しかし、今般話題となっている高病原性鳥インフルエンザウイルス(H5H1)のように、過去感染歴のない抗原に対しては、免疫が弱い子どもや老人以上に、健常者に対する感染防御が大切となる。
高病原性鳥インフルエンザは 2003~04年にかけてアジア地域を中心に流行し、10 ヵ国で人への感染が報告された(06 年 9 月 19 日現在で 247 人が発病、144 人が死亡。死亡率は 58.2%)。
なかでも、憂慮すべきことは、10~19歳で 73%、20~29歳で 63%の死亡率を占めたことだ。この結果は、幼児や高齢者がハイリスクとされる一般のインフルエンザとまったく異なっている。この原因は、H5N1ウイルスにより誘導される過剰免疫反応(サイトカインストーム:cytokine storms)だといわれている。「サイトカインストーム」は、「生体の防御免疫機能の過剰反応」という意味だ。わかりやすくいうと、微小異物の侵入をキャッチした免疫細胞が、異常なほどに過剰に反応し、サイトカイン(生理活性物質)を大量に放出し、それが身体の臓器にまで大きなダメージを与える現象のことで、最悪の場合、臓器不全により死に至らしめる。この過剰免疫反応はSARSのときにも現れたため、現在は回避する手段が渇望されている。

________________

やること:
**1)** 鳥インフルエンザの抜粋に出てくる死亡率の数値を、すべて書き出してください。
**2)** 鳥インフルエンザの抜粋を、最後の文の後から書き継ぐこと。
下の行はこの作業には関係しない。

表示内容:
________________

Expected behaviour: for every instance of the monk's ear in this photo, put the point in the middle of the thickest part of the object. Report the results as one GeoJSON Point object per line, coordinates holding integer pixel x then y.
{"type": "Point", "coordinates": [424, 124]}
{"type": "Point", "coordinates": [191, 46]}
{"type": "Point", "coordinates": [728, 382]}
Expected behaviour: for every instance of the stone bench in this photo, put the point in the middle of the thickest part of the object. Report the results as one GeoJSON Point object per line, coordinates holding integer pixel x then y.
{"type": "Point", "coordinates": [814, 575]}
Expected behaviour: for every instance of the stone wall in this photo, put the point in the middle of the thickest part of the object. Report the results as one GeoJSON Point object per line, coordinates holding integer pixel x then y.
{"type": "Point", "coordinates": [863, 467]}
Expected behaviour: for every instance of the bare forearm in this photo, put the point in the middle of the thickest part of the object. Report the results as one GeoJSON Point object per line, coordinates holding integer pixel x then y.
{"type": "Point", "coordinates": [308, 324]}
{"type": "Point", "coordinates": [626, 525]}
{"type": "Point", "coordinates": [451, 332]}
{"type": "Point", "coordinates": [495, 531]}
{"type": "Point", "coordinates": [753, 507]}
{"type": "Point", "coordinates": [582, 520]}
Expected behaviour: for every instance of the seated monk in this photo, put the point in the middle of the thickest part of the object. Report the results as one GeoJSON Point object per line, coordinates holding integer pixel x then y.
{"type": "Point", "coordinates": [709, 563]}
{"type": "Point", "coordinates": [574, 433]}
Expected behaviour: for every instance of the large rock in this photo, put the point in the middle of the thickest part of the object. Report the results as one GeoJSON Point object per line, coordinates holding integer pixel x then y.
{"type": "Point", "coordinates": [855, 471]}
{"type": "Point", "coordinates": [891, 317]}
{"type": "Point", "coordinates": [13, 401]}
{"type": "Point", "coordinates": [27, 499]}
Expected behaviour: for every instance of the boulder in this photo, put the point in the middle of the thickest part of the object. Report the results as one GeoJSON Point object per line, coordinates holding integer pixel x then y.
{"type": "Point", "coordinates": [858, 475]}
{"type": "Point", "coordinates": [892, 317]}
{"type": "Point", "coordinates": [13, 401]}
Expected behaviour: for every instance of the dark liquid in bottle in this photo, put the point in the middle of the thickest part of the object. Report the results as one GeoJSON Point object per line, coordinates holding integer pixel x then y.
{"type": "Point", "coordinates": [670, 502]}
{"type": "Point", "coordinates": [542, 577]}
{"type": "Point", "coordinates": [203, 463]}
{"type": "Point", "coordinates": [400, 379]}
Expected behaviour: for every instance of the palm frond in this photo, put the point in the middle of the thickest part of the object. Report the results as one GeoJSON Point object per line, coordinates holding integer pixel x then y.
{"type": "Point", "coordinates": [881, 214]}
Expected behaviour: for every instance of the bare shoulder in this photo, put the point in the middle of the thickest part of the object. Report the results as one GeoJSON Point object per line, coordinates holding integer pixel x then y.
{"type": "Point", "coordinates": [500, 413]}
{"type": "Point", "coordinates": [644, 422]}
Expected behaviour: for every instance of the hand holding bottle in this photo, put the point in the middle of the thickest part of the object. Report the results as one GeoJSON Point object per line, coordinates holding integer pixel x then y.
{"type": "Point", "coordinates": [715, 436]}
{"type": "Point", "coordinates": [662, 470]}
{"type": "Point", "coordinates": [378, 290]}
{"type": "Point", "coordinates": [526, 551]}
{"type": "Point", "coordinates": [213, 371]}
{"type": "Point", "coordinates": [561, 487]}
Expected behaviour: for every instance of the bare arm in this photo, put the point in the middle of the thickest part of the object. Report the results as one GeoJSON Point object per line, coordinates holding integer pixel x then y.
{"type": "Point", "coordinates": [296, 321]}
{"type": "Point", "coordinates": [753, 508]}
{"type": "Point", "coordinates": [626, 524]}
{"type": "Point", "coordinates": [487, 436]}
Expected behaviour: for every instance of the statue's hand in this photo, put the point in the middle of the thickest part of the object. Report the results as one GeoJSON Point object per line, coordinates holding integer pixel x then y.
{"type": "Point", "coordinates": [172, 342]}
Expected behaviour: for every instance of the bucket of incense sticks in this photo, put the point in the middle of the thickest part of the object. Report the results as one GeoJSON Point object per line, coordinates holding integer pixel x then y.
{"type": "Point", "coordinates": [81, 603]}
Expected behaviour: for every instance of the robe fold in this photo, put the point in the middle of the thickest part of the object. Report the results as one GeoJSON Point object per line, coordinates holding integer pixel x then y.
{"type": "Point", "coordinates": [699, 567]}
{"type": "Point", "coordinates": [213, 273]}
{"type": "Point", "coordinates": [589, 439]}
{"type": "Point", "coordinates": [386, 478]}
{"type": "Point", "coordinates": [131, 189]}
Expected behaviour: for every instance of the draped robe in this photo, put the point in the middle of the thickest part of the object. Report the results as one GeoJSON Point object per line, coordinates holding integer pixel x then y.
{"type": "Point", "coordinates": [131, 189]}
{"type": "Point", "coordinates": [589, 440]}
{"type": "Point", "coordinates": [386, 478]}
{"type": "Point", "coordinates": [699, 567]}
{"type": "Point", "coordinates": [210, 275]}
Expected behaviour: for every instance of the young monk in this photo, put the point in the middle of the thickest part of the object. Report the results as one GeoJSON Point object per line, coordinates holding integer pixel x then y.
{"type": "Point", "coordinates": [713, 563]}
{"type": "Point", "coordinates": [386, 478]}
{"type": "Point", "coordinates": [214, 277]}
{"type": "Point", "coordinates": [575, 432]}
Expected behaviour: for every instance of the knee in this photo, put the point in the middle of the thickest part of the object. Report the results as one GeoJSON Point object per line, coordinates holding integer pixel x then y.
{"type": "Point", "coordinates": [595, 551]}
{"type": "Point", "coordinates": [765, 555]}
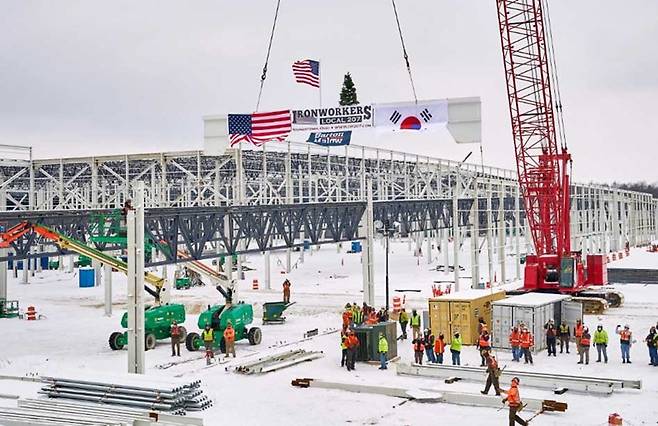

________________

作業ごとの答え:
**1)** 58.2%、73%、63%

**2)**
そこで、リグニンが、サイトカインストームを回避する手段となり得るかどうかを検討した。試験には、IgA 抗体産生細胞としてマウス脾臓細胞を用い、それを種々の濃度のリグニンと混合培養し、インフルエンザウイルスを感作させた場合と感作させない場合とで、IgA 抗体産生量を比較という in vitro モデルを用いた。サイトカインストームを回避できるかどうかは、免疫反応の結果として誘導される IgA 抗体産生を抑制するかどうかで評価できる。
図 4 は、リグニンがサイトカインストームを回避する様子を示すものである。図中の横軸はリグニンの添加濃度を、縦軸は IgA 抗体産生量を示す。
リグニン無添加(0.0µg/ml)時における IgA 抗体の産生量は、ウイルス存在(●:Influenza virus +)下で約 930pg/ml、ウイルス非存在(○:Influenza virus -)下で約 130pg/ml で、その間約800pg/ml の違いが認められた。
この産生量の違いは、ウイルス刺激が原因となって生合成された抗体量を指すといえる。この抗体産生には必ずサイトカインが関与し、ウイルス刺激が致死的になると、それを防衛しようとして急激な免疫反応が誘発され、サイトカインの大量放出、すなわちサイトカインストームが 発生するものと考えられる。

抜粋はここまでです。